WHAT THE TASK REQUIRES: Type out the data exactly as given. Skip any image.

╭──

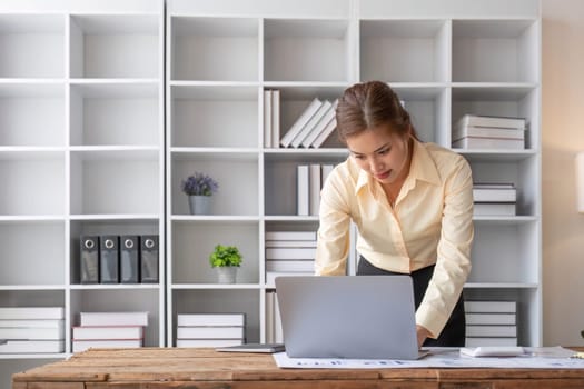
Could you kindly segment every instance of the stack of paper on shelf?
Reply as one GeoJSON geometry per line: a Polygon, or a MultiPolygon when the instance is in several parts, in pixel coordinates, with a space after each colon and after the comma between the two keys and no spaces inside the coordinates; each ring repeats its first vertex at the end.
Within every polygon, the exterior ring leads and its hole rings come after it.
{"type": "Polygon", "coordinates": [[[459,149],[524,149],[524,118],[463,116],[453,128],[454,148],[459,149]]]}
{"type": "Polygon", "coordinates": [[[336,108],[337,100],[315,98],[280,139],[280,146],[319,148],[337,127],[336,108]]]}
{"type": "Polygon", "coordinates": [[[63,307],[1,307],[0,353],[65,351],[63,307]]]}
{"type": "Polygon", "coordinates": [[[71,329],[72,351],[142,347],[147,326],[148,312],[80,312],[71,329]]]}
{"type": "Polygon", "coordinates": [[[280,310],[276,291],[266,292],[266,342],[283,343],[280,310]]]}
{"type": "Polygon", "coordinates": [[[274,286],[278,276],[313,275],[316,231],[266,232],[266,283],[274,286]]]}
{"type": "Polygon", "coordinates": [[[246,341],[245,313],[179,313],[177,347],[228,347],[246,341]]]}
{"type": "Polygon", "coordinates": [[[517,302],[467,300],[466,346],[517,346],[517,302]]]}
{"type": "Polygon", "coordinates": [[[475,216],[515,216],[517,190],[513,183],[474,183],[475,216]]]}
{"type": "Polygon", "coordinates": [[[297,215],[318,215],[320,190],[333,164],[299,164],[296,176],[297,215]]]}
{"type": "Polygon", "coordinates": [[[280,91],[264,90],[264,147],[280,146],[280,91]]]}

╰──

FINAL RESULT:
Could you kindly segment every instance of the stack of paper on shelf?
Reply as one GeoJSON geometry per line: a Polygon, or a MultiPolygon when the instance is in several parts, in pixel coordinates, with a space after each colon and after the comma between the two keys and no spaces inside the coordinates; each ring repeats its first vertex at the end.
Within every polygon, the exterior ring leads and its hole rings come after it.
{"type": "Polygon", "coordinates": [[[459,149],[524,149],[524,118],[463,116],[453,128],[454,148],[459,149]]]}
{"type": "Polygon", "coordinates": [[[336,108],[337,100],[315,98],[280,139],[280,146],[319,148],[337,127],[336,108]]]}
{"type": "Polygon", "coordinates": [[[63,307],[1,307],[0,353],[65,351],[63,307]]]}
{"type": "Polygon", "coordinates": [[[71,329],[72,351],[142,347],[147,326],[148,312],[80,312],[71,329]]]}
{"type": "Polygon", "coordinates": [[[280,310],[276,291],[266,292],[266,342],[283,343],[280,310]]]}
{"type": "Polygon", "coordinates": [[[274,286],[278,276],[313,275],[316,231],[266,232],[266,283],[274,286]]]}
{"type": "Polygon", "coordinates": [[[246,341],[245,313],[179,313],[177,347],[228,347],[246,341]]]}
{"type": "Polygon", "coordinates": [[[517,302],[467,300],[466,346],[517,346],[517,302]]]}
{"type": "Polygon", "coordinates": [[[475,216],[515,216],[517,190],[513,183],[474,183],[475,216]]]}
{"type": "Polygon", "coordinates": [[[297,215],[318,215],[320,190],[333,164],[299,164],[296,176],[297,215]]]}
{"type": "Polygon", "coordinates": [[[280,91],[264,90],[264,147],[280,146],[280,91]]]}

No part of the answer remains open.